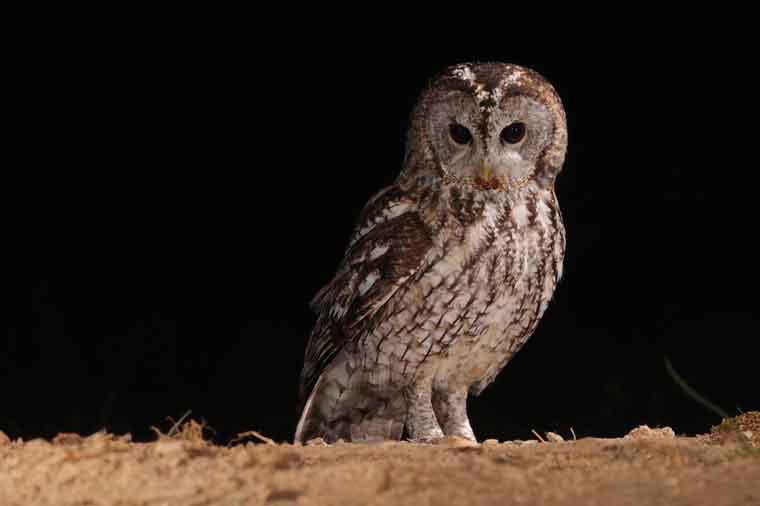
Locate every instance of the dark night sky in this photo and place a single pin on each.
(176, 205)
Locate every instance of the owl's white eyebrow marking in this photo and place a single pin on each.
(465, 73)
---
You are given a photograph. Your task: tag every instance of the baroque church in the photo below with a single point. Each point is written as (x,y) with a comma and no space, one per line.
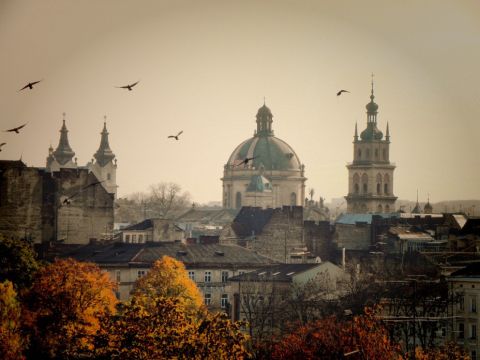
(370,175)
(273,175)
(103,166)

▸ Requirement: Filter the records down to the lines that contain the string "place", and copy each such line in full.

▸ Problem solution:
Locate every instance of the dark night sky in this photo and place a single pin on each.
Locate every instance of the owl's white eyebrow marking in this photo and place a single pin on each.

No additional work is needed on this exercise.